Short problem a :: According to the passage on patents and the PCT in Chile, since when has the Chilean office (INAPI) been an International Search Authority?

Text passage ::
--- BEGIN ---

Patents and The PCT Experience in Chile
Chile joined the PCT Patent Cooperation Treaty in 2009, producing very important IP changes in our country as a result of being part of the group of more than 150 countries belonging to this international patent treaty.
Chile not only joined the PCT in 2009, but also the CLPTO (INAPI) office since October 2012 has been designated International Preliminary Examining Authority (IPEA) and International Search Authority (ISA), becoming the second authority in the region, along with Brazil, and the second country from the Spanish speaking world in developing search reports and preliminary international patentability reports, only preceeded by the Spanish Office.
With just over 10 years of being part of the PCT, it can be said that this experience has been a very positive one, although the number of applications has not increased as expected, and rather has had a very stable pattern in the number of yearly applications.
The years where more patent applications were filed in Chile before the entry into the PCT were the years 2005 (3,007), 2006 (3,215), 2007 (3,806) and 2008 (3,952), this mainly due to the fact that at that time Chile was only a member of the Paris Convention, granting a period of one year to submit applications claiming a priority and not the 30 months established by the PCT. The entry into the PCT gave an additional term to evaluate whether or not to file patent applications in Chile.

--- END ---

Supplied data ::
--- BEGIN ---

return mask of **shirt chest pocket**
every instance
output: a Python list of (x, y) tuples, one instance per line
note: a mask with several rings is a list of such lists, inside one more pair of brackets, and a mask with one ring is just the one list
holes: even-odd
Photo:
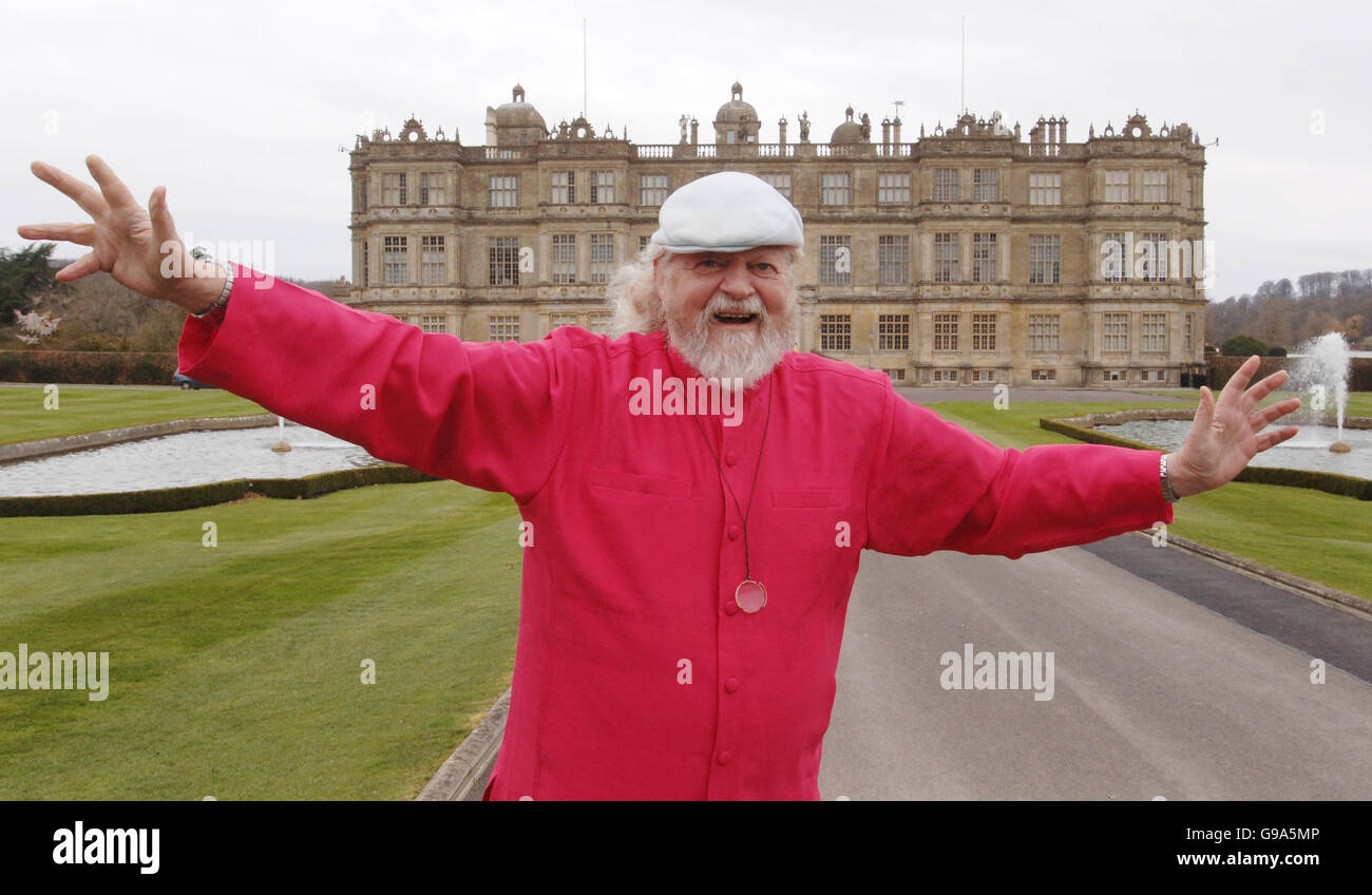
[(772, 507), (777, 509), (841, 509), (847, 505), (847, 487), (772, 489)]
[(686, 479), (671, 479), (659, 475), (638, 475), (619, 469), (591, 469), (587, 476), (591, 493), (598, 497), (634, 500), (657, 498), (661, 501), (687, 501), (696, 496), (696, 489)]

--- END ---

Short problem b :: Rewrite the listing with "shirt chest pocket" changed to "shirt breast pocket" and everything else kept the same. Leave the pictures out.

Exercise output a :: Since October 2012.

Exercise output b ::
return mask of **shirt breast pocket**
every instance
output: a Python list of (x, y) tuples, one instance per line
note: a mask with several rings is a list of such lists, inside one more pair of brackets, and a mask with one ring is just the one list
holes: even-odd
Photo:
[(772, 507), (777, 509), (841, 509), (847, 505), (847, 487), (772, 489)]
[(686, 479), (671, 479), (659, 475), (638, 475), (619, 469), (591, 469), (587, 476), (591, 493), (598, 497), (634, 500), (657, 498), (661, 501), (687, 501), (696, 496), (696, 489)]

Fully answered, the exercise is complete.